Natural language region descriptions
^^^^^^^^
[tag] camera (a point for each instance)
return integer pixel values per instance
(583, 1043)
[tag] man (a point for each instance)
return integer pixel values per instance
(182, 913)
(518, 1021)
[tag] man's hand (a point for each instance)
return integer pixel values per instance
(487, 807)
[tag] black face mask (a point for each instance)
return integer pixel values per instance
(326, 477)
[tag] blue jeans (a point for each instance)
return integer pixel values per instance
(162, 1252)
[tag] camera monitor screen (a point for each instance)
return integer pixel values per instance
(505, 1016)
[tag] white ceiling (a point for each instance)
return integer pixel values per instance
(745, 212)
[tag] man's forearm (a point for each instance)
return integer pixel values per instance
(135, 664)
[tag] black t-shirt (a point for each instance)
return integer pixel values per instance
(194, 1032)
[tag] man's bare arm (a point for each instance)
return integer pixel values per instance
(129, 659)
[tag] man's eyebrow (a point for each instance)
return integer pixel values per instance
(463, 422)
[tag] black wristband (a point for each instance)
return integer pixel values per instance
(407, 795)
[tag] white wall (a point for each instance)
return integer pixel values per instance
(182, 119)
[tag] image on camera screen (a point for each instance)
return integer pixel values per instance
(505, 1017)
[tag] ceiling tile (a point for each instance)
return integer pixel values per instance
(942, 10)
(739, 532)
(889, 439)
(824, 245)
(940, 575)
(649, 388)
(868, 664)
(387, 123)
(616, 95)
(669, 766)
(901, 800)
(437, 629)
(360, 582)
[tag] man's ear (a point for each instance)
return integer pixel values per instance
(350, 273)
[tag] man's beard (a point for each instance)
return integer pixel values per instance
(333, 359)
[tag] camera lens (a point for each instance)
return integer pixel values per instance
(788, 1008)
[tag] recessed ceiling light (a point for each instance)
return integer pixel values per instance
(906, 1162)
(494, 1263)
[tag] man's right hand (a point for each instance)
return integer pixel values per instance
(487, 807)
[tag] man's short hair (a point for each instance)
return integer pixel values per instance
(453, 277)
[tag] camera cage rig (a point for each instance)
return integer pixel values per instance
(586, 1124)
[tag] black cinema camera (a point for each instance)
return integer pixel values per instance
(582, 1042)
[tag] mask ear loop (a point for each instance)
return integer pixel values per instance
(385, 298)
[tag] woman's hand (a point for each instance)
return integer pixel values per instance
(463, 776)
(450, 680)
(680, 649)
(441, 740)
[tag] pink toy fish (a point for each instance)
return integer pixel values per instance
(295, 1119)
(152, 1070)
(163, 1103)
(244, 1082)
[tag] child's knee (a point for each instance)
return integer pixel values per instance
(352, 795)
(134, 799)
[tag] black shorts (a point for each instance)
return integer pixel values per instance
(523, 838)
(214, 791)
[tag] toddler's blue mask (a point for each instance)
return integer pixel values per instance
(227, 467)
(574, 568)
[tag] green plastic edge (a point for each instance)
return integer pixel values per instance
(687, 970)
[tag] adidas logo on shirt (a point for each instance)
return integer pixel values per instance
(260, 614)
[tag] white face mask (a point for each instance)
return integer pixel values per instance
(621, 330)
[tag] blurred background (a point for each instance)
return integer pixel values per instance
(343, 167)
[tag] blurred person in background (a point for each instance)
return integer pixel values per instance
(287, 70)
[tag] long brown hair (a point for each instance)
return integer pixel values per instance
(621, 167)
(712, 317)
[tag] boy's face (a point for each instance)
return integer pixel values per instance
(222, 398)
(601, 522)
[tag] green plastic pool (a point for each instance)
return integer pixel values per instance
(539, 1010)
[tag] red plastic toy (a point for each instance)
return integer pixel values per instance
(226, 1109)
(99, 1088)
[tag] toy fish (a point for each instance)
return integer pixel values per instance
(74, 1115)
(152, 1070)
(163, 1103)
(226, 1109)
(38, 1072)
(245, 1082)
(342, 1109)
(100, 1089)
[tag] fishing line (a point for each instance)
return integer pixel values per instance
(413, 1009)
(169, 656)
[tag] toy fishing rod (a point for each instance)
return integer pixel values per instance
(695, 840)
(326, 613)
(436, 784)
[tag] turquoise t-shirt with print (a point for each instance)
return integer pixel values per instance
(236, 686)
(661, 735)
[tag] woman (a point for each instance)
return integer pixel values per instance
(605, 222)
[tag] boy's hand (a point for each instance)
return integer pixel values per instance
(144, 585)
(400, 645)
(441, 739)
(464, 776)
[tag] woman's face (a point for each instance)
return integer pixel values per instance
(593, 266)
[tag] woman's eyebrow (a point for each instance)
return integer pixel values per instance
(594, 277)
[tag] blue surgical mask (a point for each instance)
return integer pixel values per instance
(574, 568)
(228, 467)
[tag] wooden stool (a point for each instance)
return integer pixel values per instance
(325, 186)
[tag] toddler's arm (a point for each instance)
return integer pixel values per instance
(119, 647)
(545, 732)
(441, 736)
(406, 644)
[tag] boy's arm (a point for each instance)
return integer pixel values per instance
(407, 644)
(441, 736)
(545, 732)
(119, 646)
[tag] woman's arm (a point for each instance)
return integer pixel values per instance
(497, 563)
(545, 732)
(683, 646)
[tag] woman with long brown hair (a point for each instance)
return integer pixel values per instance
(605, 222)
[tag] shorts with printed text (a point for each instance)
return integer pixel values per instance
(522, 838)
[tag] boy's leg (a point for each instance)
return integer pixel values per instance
^^^^^^^^
## WHAT YOU SHOULD DO
What is needed is every line of the records above that contains the word "shorts".

## YOUR RESPONSE
[tag] black shorts (a point for each instance)
[tag] shorts with printed text (a point for each instance)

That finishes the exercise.